REQUIREMENT A >>
Answer these questions about the Xen patch message:
(i) Which function is called to build the secondary vm on its first resume?
(ii) What does the secondary vm send to master after it calls libxl__checkpoint_devices_postsuspend()?
(iii) According to Wei Liu, what is there a bunch of in libxl_colo.c?
REQUIREMENT B >> Reproduce the passage of the Xen patch message that starts with "Re: [Xen-devel] [PATCH" and goes on through "CHECKPOINT_SVM_READY to master.".
REQUIREMENT C >> Carry on writing the Xen patch message from the point where it stops.

TEXT >>

★ ★ ★

[Date Prev][Date Next][Thread Prev][Thread Next][Date Index][Thread Index]

Re: [Xen-devel] [PATCH v10 16/31] secondary vm suspend/resume/checkpoint code



On 02/25/2016 11:56 PM, Wei Liu wrote:
> On Mon, Feb 22, 2016 at 10:52:20AM +0800, Wen Congyang wrote:
>> Secondary vm is running in colo mode. So we will do
>> the following things again and again:
>> 1. Resume secondary vm
>>    a. Send CHECKPOINT_SVM_READY to master.
>>    b. If it is not the first resume, call 
>> libxl__checkpoint_devices_preresume().
>>    c. If it is the first resume(resume right after live migration),
>>       - call libxl__xc_domain_restore_done() to build the secondary vm.
>>       - enable secondary vm's logdirty.
>>       - call libxl__domain_resume() to resume secondary vm.
>>       - call libxl__checkpoint_devices_setup() to setup checkpoint devices.
>>    d. Send CHECKPOINT_SVM_RESUMED to master.
>> 2. Wait a new checkpoint
>>    a. Call libxl__checkpoint_devices_commit().
>>    b. Read CHECKPOINT_NEW from master.
>> 3. Suspend secondary vm
>>    a. Suspend secondary vm.
>>    b. Call libxl__checkpoint_devices_postsuspend().
>>    c. Send CHECKPOINT_SVM_SUSPENDED to master.
>>
>> Signed-off-by: Wen Congyang <wency@xxxxxxxxxxxxxx>
>> Signed-off-by: Yang Hongyang <hongyang.yang@xxxxxxxxxxxx>
>> ---
>>  tools/libxc/xc_sr_common.h       |    2 +
>>  tools/libxc/xc_sr_save.c         |    3 +-
>>  tools/libxl/Makefile             |    1 +
>>  tools/libxl/libxl_colo.h         |   24 +
>>  tools/libxl/libxl_colo_restore.c | 1038 
>> ++++++++++++++++++++++++++++++++++++++
>>  tools/libxl/libxl_create.c       |   37 ++
>>  tools/libxl/libxl_internal.h     |   19 +
>>  tools/libxl/libxl_save_callout.c |    7 +-
>>  tools/libxl/libxl_stream_read.c  |   12 +
>>  tools/libxl/libxl_types.idl      |    1 +
> 
> There is a bunch of TODOs in libxl_colo.c but I don't think you're in a
> better position to judge whether they should be blocker or not.

★ ★ ★

[Lines of data]

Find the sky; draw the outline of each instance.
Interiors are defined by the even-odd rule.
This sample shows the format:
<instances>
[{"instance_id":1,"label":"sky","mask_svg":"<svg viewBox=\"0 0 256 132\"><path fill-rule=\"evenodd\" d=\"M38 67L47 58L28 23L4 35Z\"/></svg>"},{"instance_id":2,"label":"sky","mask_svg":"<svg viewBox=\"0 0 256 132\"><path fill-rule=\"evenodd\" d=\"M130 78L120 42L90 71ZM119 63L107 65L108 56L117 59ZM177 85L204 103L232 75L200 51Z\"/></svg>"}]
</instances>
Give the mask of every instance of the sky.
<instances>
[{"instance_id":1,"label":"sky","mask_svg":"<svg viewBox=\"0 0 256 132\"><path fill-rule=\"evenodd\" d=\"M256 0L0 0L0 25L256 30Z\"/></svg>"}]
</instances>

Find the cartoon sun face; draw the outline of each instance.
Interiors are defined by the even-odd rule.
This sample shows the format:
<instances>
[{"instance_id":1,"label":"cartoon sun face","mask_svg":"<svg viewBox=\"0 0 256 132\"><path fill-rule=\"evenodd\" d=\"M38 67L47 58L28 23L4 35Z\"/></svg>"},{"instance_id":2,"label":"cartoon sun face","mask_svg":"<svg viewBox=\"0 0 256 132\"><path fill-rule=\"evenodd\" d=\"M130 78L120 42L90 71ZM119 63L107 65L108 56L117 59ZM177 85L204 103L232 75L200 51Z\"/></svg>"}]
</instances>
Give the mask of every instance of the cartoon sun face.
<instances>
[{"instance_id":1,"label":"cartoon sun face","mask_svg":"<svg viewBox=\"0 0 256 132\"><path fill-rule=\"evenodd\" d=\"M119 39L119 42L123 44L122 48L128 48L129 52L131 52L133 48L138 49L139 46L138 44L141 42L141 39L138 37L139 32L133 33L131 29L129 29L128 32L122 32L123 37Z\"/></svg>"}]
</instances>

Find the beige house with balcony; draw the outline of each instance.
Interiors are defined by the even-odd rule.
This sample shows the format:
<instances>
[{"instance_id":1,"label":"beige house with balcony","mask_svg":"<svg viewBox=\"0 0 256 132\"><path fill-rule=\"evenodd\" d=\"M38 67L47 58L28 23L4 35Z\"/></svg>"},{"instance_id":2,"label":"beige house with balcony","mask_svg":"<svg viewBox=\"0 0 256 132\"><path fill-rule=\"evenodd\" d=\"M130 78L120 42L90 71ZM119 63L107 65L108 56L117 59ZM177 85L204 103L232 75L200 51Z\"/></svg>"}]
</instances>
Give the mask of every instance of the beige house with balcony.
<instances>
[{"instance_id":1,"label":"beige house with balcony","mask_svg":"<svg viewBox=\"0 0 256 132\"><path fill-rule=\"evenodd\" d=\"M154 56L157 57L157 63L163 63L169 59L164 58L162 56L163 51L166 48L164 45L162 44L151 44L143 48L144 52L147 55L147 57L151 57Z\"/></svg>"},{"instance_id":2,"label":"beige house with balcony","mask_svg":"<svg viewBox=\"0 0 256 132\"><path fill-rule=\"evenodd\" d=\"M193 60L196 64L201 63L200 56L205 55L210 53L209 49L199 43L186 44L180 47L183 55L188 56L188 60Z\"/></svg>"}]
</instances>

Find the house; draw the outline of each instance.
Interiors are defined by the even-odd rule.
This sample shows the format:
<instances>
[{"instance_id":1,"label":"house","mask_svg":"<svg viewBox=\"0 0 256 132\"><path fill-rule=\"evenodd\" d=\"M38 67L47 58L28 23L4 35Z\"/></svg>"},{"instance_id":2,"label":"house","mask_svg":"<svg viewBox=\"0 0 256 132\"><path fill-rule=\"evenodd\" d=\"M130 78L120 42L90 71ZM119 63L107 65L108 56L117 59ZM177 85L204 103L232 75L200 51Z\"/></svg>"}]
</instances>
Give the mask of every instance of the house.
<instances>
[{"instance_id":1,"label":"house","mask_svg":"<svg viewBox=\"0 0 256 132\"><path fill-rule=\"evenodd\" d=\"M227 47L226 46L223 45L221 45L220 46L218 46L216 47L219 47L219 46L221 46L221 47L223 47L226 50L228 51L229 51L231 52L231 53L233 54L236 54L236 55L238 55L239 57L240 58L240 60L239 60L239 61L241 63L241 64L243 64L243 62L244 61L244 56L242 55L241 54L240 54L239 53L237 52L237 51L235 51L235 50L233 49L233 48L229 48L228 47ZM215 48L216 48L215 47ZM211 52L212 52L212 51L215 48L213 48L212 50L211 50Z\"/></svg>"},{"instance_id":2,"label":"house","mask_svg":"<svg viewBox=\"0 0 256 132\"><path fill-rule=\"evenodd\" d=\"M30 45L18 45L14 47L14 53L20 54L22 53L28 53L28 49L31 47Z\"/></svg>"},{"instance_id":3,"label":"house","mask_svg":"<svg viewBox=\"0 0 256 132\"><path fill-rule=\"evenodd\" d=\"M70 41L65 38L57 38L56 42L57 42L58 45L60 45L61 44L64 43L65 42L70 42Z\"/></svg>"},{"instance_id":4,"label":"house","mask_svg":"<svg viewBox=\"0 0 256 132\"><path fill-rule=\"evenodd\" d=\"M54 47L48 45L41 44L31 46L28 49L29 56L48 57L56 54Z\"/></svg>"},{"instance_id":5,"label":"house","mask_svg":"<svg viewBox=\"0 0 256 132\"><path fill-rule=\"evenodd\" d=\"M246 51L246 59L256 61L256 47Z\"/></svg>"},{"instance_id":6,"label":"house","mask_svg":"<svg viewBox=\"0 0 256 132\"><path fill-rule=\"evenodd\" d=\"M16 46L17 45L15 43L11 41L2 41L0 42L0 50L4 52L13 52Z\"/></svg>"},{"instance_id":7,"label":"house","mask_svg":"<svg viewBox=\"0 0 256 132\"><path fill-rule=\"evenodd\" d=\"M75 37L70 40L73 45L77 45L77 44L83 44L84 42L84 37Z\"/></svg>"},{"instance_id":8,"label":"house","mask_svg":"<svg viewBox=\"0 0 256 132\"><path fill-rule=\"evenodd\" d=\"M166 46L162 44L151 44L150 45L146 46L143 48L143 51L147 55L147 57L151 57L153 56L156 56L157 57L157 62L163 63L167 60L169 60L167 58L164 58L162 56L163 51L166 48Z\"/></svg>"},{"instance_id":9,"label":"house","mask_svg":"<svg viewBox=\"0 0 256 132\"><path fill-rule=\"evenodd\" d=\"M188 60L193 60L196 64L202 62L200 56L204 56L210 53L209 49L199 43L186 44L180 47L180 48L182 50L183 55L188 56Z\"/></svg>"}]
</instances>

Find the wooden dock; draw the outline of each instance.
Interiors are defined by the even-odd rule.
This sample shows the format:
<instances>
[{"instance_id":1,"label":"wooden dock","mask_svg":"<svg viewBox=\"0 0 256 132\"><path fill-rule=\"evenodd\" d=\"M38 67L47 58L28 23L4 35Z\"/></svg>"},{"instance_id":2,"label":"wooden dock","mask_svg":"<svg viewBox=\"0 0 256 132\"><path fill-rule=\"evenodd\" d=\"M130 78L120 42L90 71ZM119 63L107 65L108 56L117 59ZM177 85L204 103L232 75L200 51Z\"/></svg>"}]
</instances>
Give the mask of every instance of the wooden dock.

★ ★ ★

TASK RESULT A >>
(i) libxl__xc_domain_restore_done()
(ii) CHECKPOINT_SVM_SUSPENDED
(iii) TODOs

TASK RESULT B >>
Re: [Xen-devel] [PATCH v10 16/31] secondary vm suspend/resume/checkpoint code



On 02/25/2016 11:56 PM, Wei Liu wrote:
> On Mon, Feb 22, 2016 at 10:52:20AM +0800, Wen Congyang wrote:
>> Secondary vm is running in colo mode. So we will do
>> the following things again and again:
>> 1. Resume secondary vm
>>    a. Send CHECKPOINT_SVM_READY to master.

TASK RESULT C >>
> 
>>  10 files changed, 1142 insertions(+), 2 deletions(-)
>>  create mode 100644 tools/libxl/libxl_colo.h
>>  create mode 100644 tools/libxl/libxl_colo_restore.c
>>
>> diff --git a/tools/libxc/xc_sr_common.h b/tools/libxc/xc_sr_common.h
>> index 5d9f497..2bfed64 100644
>> --- a/tools/libxc/xc_sr_common.h
>> +++ b/tools/libxc/xc_sr_common.h
>> @@ -184,10 +184,12 @@ struct xc_sr_context
>>       * migration stream
>>       * 0: Plain VM
>>       * 1: Remus
>> +     * 2: COLO
>>       */
>>      enum {
>>          MIG_STREAM_NONE, /* plain stream */
>>          MIG_STREAM_REMUS,
>> +        MIG_STREAM_COLO,
>>      } migration_stream;
>>  
>>      union /* Common save or restore data. */
>> diff --git a/tools/libxc/xc_sr_save.c b/tools/libxc/xc_sr_save.c
>> index fe210cc..7393355 100644
>> --- a/tools/libxc/xc_sr_save.c
>> +++ b/tools/libxc/xc_sr_save.c
>> @@ -846,7 +846,8 @@ int xc_domain_save(xc_interface *xch, int io_fd, 
>> uint32_t dom,
>>  
>>      /* If altering migration_stream update this assert too. */
>>      assert(checkpointed_stream == MIG_STREAM_NONE ||
>> -           checkpointed_stream == MIG_STREAM_REMUS);
>> +           checkpointed_stream == MIG_STREAM_REMUS ||
>> +           checkpointed_stream == MIG_STREAM_COLO);
>>  
>>      /*
>>       * TODO: Find some time to better tweak the live migration algorithm.
> 
> [...]
> 
>> +
>> +#include "libxl_osdeps.h" /* must come before any other headers */
>> +
>> +#include "libxl_internal.h"
>> +#include "libxl_colo.h"
>> +#include "libxl_sr_stream_format.h"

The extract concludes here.